Problem description :: Return, unchanged, the lines of the rows below that run from the line containing "The function MUST" through the last line, inclusive, and nothing else.
=======
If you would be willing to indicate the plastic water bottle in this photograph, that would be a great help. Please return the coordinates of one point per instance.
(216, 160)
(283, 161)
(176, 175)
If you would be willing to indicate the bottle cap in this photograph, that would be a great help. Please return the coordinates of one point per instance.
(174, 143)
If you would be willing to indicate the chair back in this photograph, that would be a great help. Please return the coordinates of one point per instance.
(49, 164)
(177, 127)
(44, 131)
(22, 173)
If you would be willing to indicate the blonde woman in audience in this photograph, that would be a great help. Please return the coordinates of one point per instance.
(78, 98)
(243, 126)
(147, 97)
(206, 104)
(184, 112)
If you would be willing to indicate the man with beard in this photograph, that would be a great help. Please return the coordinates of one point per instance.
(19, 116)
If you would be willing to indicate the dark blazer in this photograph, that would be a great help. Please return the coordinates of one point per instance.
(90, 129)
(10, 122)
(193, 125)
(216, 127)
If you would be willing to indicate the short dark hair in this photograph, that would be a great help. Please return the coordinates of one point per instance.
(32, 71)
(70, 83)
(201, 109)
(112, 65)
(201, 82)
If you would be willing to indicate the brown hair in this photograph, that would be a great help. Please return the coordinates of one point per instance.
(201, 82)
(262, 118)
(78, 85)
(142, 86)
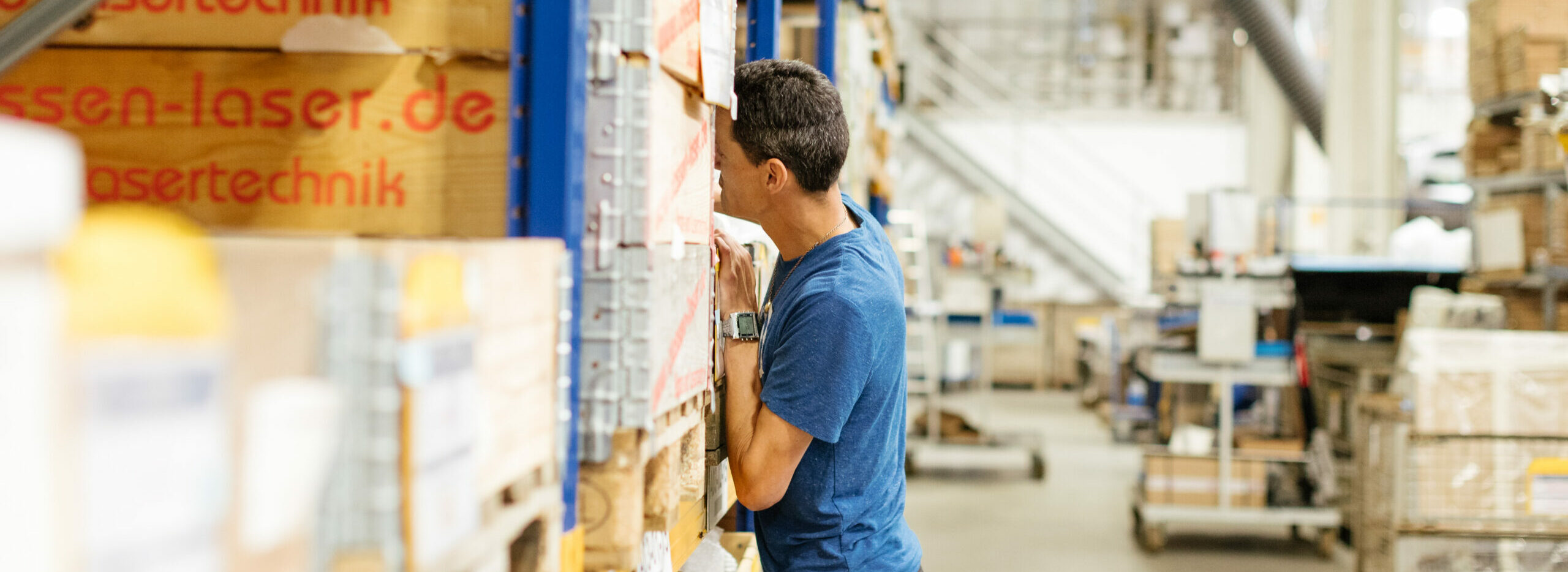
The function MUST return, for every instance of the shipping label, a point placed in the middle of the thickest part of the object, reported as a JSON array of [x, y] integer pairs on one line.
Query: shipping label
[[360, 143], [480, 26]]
=======
Full output ::
The function MUST return, for every instance of the shipping label, a point placed in the middle of the thickest part of the object, reported as a JSON array of [x, y] integer pairs on one line.
Query: shipping label
[[360, 143], [480, 26]]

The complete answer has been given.